> GOAL
Please count the lines in the rows below that contain the string "black", with case counting, and reply with only that number.

> SUPPLIED INFORMATION
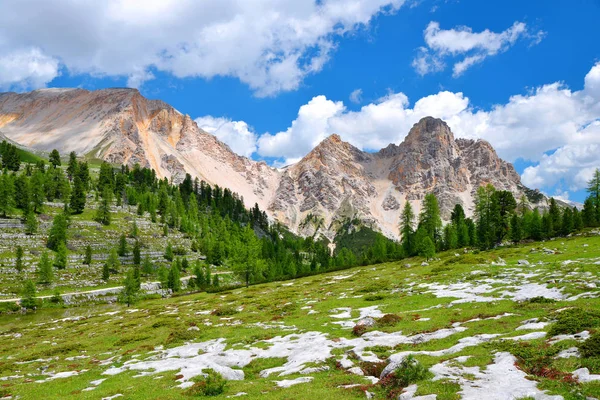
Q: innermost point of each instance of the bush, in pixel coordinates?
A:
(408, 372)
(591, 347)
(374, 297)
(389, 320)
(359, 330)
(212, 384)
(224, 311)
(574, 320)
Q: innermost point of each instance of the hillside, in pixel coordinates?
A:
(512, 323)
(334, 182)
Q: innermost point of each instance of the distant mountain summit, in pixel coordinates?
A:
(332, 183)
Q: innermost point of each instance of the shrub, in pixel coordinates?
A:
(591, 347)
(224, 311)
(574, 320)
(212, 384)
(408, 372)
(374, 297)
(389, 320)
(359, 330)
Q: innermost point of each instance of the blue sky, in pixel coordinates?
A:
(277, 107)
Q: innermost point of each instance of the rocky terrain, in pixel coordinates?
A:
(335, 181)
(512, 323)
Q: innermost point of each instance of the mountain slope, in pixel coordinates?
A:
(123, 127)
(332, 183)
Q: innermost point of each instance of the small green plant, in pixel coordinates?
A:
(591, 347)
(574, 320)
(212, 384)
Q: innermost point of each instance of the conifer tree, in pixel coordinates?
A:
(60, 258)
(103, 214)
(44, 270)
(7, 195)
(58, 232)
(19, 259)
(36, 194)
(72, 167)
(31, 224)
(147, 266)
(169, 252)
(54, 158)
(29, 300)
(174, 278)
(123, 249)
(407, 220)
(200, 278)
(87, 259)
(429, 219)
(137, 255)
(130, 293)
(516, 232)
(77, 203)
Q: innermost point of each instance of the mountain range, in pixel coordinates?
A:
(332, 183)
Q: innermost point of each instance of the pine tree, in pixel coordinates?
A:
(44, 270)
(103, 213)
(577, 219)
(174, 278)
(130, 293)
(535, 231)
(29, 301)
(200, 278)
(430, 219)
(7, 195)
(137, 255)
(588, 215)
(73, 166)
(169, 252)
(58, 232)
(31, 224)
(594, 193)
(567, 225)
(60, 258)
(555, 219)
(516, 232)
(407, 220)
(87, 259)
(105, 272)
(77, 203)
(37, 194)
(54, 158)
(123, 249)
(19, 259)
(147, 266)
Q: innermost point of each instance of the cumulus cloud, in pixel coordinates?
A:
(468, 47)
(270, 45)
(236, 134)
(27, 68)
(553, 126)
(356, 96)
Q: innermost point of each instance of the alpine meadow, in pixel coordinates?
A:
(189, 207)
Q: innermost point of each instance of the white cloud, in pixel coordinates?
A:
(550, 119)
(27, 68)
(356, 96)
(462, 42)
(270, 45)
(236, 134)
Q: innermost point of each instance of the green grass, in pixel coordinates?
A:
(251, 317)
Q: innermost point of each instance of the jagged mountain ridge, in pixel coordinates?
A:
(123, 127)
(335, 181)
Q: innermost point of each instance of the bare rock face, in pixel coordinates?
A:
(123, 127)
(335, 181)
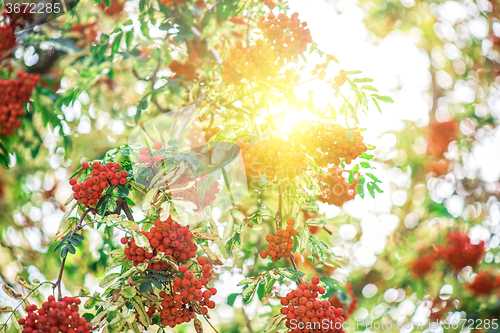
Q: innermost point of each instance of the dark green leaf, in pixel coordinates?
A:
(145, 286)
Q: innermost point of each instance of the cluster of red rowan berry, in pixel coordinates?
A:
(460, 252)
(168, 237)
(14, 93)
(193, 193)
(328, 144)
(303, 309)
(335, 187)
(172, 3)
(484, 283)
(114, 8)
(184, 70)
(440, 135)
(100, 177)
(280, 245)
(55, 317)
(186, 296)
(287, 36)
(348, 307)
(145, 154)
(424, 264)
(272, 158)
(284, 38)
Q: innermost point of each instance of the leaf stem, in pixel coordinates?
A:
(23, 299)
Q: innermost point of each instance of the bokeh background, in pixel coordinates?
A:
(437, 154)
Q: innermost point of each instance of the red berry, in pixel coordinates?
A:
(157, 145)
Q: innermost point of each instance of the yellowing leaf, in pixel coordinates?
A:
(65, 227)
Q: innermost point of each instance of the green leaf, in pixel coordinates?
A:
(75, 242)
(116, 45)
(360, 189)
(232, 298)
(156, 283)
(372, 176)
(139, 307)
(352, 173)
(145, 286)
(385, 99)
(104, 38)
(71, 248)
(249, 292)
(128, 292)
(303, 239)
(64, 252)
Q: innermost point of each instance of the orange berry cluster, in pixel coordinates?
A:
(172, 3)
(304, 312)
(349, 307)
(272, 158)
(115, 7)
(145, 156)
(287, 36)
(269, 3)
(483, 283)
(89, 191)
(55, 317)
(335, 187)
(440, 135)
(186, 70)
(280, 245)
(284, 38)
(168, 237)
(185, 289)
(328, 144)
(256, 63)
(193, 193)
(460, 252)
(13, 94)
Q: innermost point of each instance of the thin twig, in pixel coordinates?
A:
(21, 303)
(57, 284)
...
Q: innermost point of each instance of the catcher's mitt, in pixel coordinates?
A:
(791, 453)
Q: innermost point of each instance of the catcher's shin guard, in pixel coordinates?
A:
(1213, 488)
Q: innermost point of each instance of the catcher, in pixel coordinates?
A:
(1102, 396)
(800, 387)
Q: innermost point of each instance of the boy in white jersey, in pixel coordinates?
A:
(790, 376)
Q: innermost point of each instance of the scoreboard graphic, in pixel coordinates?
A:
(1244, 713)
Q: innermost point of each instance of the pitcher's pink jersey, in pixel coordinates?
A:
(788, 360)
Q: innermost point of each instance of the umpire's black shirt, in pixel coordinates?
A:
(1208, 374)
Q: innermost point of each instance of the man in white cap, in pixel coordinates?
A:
---
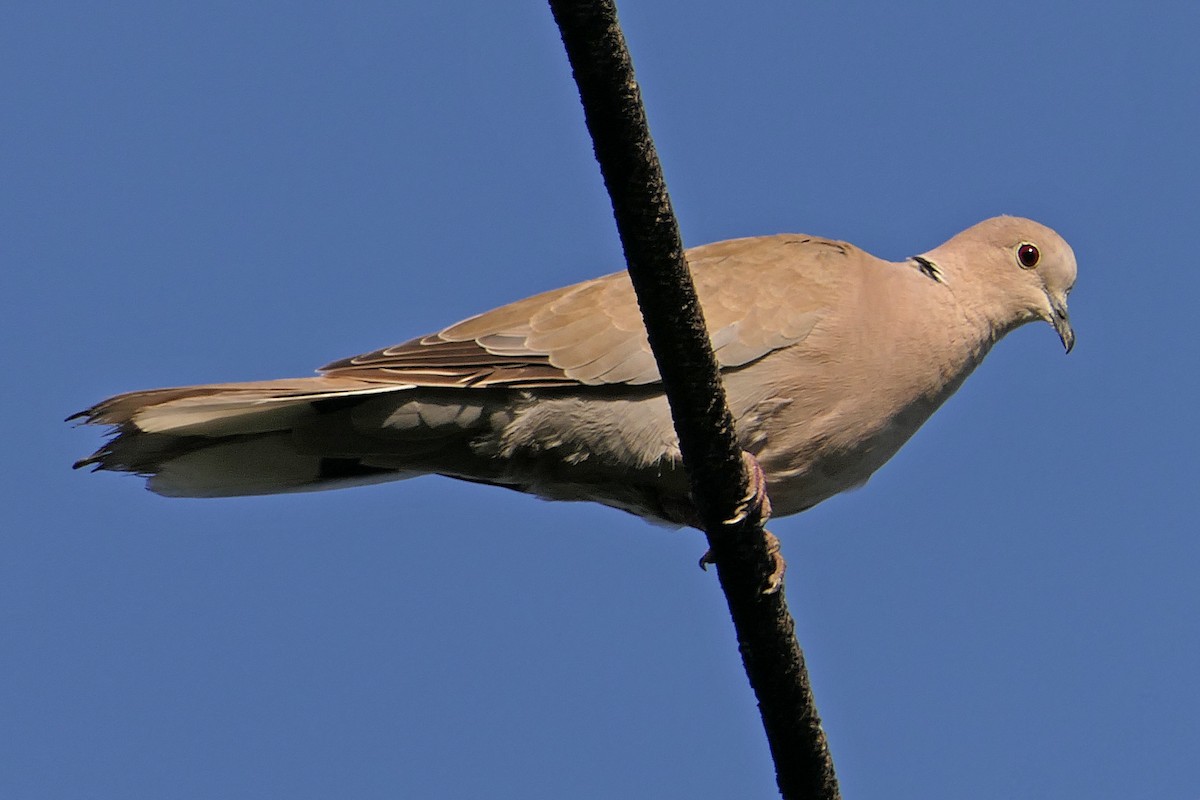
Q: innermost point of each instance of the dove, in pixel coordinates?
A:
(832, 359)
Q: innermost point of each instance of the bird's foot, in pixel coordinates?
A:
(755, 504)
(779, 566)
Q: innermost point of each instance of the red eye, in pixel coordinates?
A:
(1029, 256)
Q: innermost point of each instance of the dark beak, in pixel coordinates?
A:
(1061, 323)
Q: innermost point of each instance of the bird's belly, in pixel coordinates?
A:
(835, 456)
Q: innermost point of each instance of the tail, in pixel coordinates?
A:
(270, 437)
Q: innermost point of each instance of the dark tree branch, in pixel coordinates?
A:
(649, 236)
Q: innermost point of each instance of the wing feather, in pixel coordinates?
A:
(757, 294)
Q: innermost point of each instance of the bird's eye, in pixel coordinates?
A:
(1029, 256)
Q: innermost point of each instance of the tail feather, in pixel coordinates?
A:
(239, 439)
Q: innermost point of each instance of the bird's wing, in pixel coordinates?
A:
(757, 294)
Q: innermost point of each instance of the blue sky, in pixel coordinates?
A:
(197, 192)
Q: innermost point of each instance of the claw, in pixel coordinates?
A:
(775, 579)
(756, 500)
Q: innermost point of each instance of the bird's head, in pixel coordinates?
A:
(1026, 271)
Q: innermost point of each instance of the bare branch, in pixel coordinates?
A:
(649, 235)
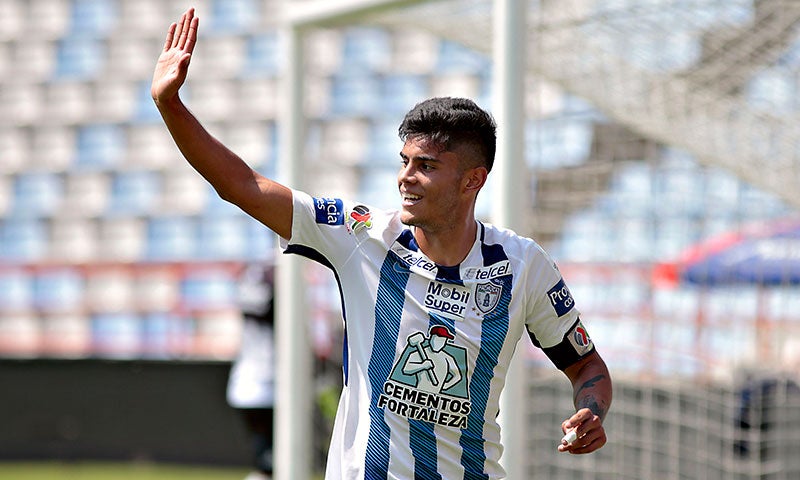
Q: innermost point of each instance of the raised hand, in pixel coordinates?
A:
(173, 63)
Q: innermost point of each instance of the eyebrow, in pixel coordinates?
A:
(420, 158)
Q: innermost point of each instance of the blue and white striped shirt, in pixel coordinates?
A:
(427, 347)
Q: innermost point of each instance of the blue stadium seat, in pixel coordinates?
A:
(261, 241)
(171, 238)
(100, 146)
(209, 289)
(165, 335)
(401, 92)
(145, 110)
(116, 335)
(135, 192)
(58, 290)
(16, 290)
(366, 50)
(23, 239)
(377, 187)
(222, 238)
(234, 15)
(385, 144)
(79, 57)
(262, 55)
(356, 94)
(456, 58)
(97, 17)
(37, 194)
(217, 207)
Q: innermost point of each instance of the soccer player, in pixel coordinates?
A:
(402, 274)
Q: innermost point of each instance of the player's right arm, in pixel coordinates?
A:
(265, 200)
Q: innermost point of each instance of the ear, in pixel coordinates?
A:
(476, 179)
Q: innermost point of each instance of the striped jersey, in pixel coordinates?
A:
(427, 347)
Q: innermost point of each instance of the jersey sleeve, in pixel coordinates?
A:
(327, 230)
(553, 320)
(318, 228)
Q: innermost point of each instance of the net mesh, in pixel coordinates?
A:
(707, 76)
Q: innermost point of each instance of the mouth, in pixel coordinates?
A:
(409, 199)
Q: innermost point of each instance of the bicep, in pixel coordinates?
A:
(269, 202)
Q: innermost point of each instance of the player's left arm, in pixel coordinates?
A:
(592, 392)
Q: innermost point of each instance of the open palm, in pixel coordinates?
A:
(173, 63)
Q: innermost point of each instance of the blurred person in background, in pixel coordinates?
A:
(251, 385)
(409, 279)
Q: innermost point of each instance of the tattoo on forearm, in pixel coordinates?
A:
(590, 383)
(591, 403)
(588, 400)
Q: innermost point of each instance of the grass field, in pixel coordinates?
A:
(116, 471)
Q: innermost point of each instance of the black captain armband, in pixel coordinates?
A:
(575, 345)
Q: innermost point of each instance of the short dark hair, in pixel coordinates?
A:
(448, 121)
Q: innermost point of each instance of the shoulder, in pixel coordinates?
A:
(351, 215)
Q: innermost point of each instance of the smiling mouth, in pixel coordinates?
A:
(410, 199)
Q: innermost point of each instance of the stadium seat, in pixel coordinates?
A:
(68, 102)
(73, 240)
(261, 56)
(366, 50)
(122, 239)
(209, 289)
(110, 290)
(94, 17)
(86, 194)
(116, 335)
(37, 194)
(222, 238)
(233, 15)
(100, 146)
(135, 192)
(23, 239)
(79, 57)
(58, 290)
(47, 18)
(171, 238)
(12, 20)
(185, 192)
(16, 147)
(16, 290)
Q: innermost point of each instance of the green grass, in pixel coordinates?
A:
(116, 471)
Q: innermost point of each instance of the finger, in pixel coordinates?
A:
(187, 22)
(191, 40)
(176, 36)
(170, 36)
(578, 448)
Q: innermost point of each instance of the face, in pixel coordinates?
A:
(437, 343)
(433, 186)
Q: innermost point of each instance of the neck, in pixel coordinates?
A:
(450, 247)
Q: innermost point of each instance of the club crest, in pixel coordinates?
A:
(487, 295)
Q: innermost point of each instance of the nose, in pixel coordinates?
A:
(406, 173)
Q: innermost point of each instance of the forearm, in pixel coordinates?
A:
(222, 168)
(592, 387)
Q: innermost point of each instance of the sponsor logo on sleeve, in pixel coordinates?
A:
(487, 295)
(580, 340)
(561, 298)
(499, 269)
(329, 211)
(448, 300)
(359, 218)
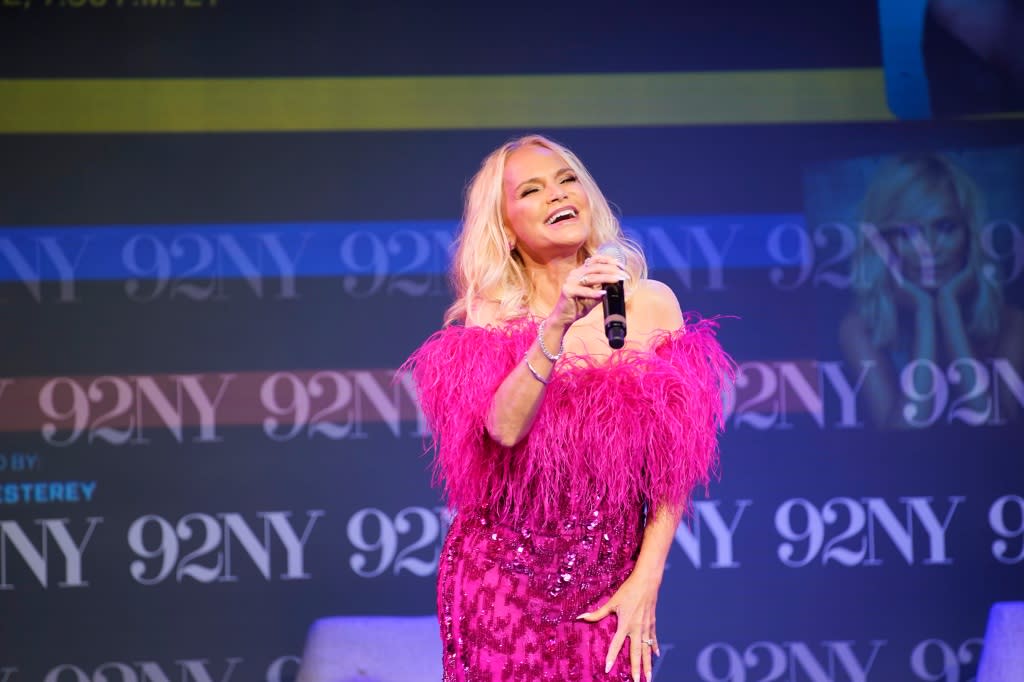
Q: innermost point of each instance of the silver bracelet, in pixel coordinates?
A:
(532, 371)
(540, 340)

> COMPLETE OUTPUT
2